Exercise aim: Format every line of the rows below as a numbered list, omitting blank lines.

Information given:
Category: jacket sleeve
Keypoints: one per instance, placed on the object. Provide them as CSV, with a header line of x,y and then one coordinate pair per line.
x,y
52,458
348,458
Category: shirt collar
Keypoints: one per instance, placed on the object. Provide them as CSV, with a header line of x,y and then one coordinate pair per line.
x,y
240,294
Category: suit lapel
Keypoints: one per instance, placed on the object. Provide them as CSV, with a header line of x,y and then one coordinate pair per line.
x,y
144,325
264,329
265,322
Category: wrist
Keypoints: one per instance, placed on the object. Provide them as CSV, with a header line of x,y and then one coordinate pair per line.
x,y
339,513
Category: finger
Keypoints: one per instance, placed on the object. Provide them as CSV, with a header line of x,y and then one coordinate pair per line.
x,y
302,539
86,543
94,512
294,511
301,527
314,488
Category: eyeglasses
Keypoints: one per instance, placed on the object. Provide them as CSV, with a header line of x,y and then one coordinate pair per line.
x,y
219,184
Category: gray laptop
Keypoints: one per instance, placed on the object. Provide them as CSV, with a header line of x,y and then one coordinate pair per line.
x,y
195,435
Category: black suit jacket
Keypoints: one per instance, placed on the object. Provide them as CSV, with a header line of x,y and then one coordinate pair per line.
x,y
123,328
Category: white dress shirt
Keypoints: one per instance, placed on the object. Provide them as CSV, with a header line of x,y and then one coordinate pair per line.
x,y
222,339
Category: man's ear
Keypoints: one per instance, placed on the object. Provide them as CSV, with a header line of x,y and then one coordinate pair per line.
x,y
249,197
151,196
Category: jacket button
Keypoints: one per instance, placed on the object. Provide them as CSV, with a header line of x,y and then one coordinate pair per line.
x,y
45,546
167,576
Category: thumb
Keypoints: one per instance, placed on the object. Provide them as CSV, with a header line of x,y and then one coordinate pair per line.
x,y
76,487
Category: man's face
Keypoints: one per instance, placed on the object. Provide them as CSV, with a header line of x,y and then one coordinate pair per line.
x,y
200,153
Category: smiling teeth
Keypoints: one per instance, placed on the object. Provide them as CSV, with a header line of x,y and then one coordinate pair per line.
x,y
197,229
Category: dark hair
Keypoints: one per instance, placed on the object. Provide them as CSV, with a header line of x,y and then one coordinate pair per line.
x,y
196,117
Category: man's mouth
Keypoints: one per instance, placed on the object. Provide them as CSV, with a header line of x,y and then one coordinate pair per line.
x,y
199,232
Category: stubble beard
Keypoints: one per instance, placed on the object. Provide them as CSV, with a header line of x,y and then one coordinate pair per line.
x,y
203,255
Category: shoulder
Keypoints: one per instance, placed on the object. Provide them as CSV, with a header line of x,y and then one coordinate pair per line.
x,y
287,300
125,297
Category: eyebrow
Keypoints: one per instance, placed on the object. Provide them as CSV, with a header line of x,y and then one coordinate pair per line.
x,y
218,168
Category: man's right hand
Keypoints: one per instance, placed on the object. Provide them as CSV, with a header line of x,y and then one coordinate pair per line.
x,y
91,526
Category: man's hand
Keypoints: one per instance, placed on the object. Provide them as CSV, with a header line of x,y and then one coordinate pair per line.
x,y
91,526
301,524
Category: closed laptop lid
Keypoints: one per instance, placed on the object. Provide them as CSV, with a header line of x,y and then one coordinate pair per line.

Completed task:
1. Category: jacket sleeve
2. Keypoints: one per instance, placed on the object. Provide them as CSV, with a header line of x,y and then one coordinate pair per line.
3. x,y
4. 52,458
5. 348,458
6. Category: shirt collar
7. Keypoints: one per instance, placed on the object. Provide them as CSV, with a header line of x,y and then one coordinate pair per line.
8. x,y
9. 240,294
10. Category: suit lapel
11. Keypoints: one per instance, placed on the object. Provide them as CSV, with a header line of x,y and then one coordinate pair per line.
12. x,y
13. 144,325
14. 264,329
15. 265,322
16. Category: wrist
17. Keypoints: one per instance, placed on the object. Provide them as CSV, with a header line of x,y and then one coordinate pair per line.
18. x,y
19. 339,513
20. Category: finger
21. Keypoints: one per instance, placed on the object. Provide them as CSV, with a header line of x,y and then one coordinate pair per line.
22. x,y
23. 302,539
24. 86,543
25. 94,512
26. 294,511
27. 301,527
28. 314,488
29. Category: eyeglasses
30. Keypoints: one per instance, placed on the object. Provide them as CSV, with a header line of x,y and then one coordinate pair per line.
31. x,y
32. 219,184
33. Category: gray laptop
34. Keypoints: one per instance, placed on the object. Provide them as CSV, with a header line of x,y and then one coordinate pair per line.
35. x,y
36. 195,435
37. Category: black suit jacket
38. Keypoints: one per instance, placed on the object. Provide them as CSV, with a header line of x,y and then one coordinate pair per line.
39. x,y
40. 123,328
41. Category: white dress shirt
42. Keypoints: one per instance, placed on the object. Provide them as CSV, with a header line of x,y and then one coordinate pair per line.
43. x,y
44. 222,339
45. Category: man's ear
46. Keypoints: one per instance, placed on the object. Provide them as CSV, with a header line of x,y and then one coordinate pair per line.
47. x,y
48. 249,197
49. 151,196
50. Category: jacket button
51. Keypoints: one per instance, placed on the object. Provide them as CSV, with a header line of x,y and then one coordinate pair per line.
52. x,y
53. 45,546
54. 167,576
55. Category: thumb
56. Keypoints: one per instance, placed on the object. Provide them as CSV, with a header line of x,y and then one coordinate pair per line.
57. x,y
58. 76,487
59. Category: man's face
60. Keypoints: one per instance, placed on the object. Provide them as CSV, with a header line of x,y and then one coordinate pair per line.
61. x,y
62. 200,153
63. Category: smiling teeth
64. Keypoints: one per instance, placed on the object. Provide them as CSV, with a header line of x,y and then one coordinate pair per line.
65. x,y
66. 197,229
67. Category: dark hair
68. Keypoints: one per instance, placed on the object. Provide them as CSV, with a header line of x,y and then one coordinate pair per line.
69. x,y
70. 196,117
71. Category: man's mouth
72. Keypoints: one per instance, placed on the object. Provide them as CSV, with a header line of x,y and then one coordinate pair per line.
73. x,y
74. 199,232
75. Category: stubble beard
76. Keypoints: one per instance, placed on the object. Provide them as CSV, with a header line of x,y and then one coordinate pair per line.
77. x,y
78. 203,255
79. Category: shoulder
80. Keypoints: one per instance, placed on the object. Provide them as CSV, with a header line of x,y and then one coordinate pair per line.
81. x,y
82. 287,300
83. 125,297
84. Category: eyebrow
85. Keypoints: one per instance, placed on the object. Provide them as CSV, with a header line of x,y and then one coordinate pair per line.
86. x,y
87. 218,168
88. Category: man's right hand
89. Keypoints: one per instance, placed on the object. Provide them as CSV, with a header line of x,y and then one coordinate pair per line.
90. x,y
91. 91,526
92. Category: man's hand
93. Keypoints: one per instance, placed on the object. Provide them as CSV, with a header line of x,y and then one coordinate pair per line.
94. x,y
95. 91,526
96. 301,524
97. Category: closed laptop lid
98. Keypoints: one per instance, placed on the object. Provide them as CSV, with a header line of x,y and then one coordinate pair per line.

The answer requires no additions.